■ 提供された抜粋

___

ヒトとマウスの細胞を共培養する実験系では、わずかな塩基配列の違いによって細胞自身が持つmRNAと、他の細胞から移動してきたmRNAを区別することが可能です。この実験系を用いてRNAイメージング解析やマウス特異的な遺伝子発現解析を行った結果、共培養中にマウスES細胞由来のmRNAがヒト多能性幹細胞内に移動していることが観測されました。さらに、この移動したmRNAを網羅的に解析した結果、転写や翻訳、ストレス応答などに関連するさまざまな分子をコードするmRNAがマウス細胞からヒト細胞へと転送されることが明らかになりました。加えて、このmRNAの移動は、細胞間の直接的な接触が失われると減少し、マウス細胞とヒト細胞の間に形成されるトンネル状の膜伸長構造(トンネルナノチューブ構造)を介して行われることが分かりました。
次に、マウスES細胞から転送されるmRNAの中に、多能性を維持するために必須な転写因子をコードするものが含まれていることを受けて、共培養後のヒト多能性幹細胞の形質変化を解析しました。その結果、マウスES細胞由来のmRNAを受け取ったヒト多能性幹細胞が、プライム型からナイーブ型へと状態変化することを見出しました。さらに、マウス特異的な転写因子をコードするmRNAを標的とした機能喪失実験を実施したところ、マウスES細胞由来のTFCP2L1、TFAP2C、KLF4といった転写因子をコードするmRNAが、ヒト多能性幹細胞のナイーブ型転換に不可欠であることを立証しました。
本研究を通じて、異なる哺乳類の多能性幹細胞間で移動するmRNAが、単なる移動現象にとどまらず、細胞の運命転換を引き起こす、生物学的に重要な影響を持つことが明らかになりました。
社会的インパクト
本研究は、多細胞で構成されるさまざまな生命現象において、細胞同士が協力または競合するプロセスで、一方の細胞から別の細胞へmRNAが転送される可能性を強く裏付けるものです。また、移動するmRNAは、提供する側の細胞の遺伝情報のコピーとして機能し、受け取った細胞の運命や形質に大きな変化をもたらすことを示唆しています。このように、本研究の成果は、細胞間コミュニケーションの概念を刷新する新たな原理基盤となり得ます。

___

■ データセット
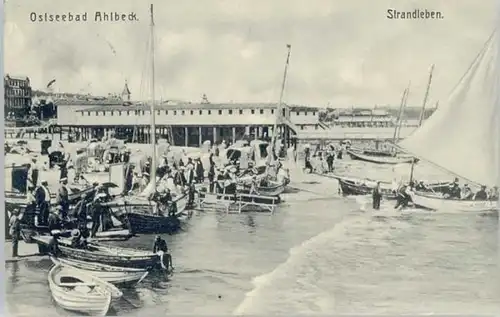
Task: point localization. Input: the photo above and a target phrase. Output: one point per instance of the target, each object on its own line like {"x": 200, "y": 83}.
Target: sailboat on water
{"x": 140, "y": 212}
{"x": 388, "y": 157}
{"x": 461, "y": 137}
{"x": 269, "y": 184}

___

■ 情報の活用
1. 抜粋に基づいて、次の問いに答えよ。
(a) マウス細胞からヒト細胞へのmRNAの移動は、どのような構造を介して行われるか。
(b) ヒト多能性幹細胞のナイーブ型転換に不可欠であると立証された、マウスES細胞由来のmRNAがコードする転写因子は何か。
(c) 移動するmRNAは、提供する側の細胞の何として機能すると示唆されているか。
2. 抜粋のうち、「次に、マウスES細胞から転送」から「つことが明らかになりました。」までの部分を一字一句違えずに書き写せ。

■ 各課題の結果
1.
(a) マウス細胞とヒト細胞の間に形成されるトンネル状の膜伸長構造(トンネルナノチューブ構造)
(b) TFCP2L1、TFAP2C、KLF4
(c) 遺伝情報のコピー

2.
次に、マウスES細胞から転送されるmRNAの中に、多能性を維持するために必須な転写因子をコードするものが含まれていることを受けて、共培養後のヒト多能性幹細胞の形質変化を解析しました。その結果、マウスES細胞由来のmRNAを受け取ったヒト多能性幹細胞が、プライム型からナイーブ型へと状態変化することを見出しました。さらに、マウス特異的な転写因子をコードするmRNAを標的とした機能喪失実験を実施したところ、マウスES細胞由来のTFCP2L1、TFAP2C、KLF4といった転写因子をコードするmRNAが、ヒト多能性幹細胞のナイーブ型転換に不可欠であることを立証しました。
本研究を通じて、異なる哺乳類の多能性幹細胞間で移動するmRNAが、単なる移動現象にとどまらず、細胞の運命転換を引き起こす、生物学的に重要な影響を持つことが明らかになりました。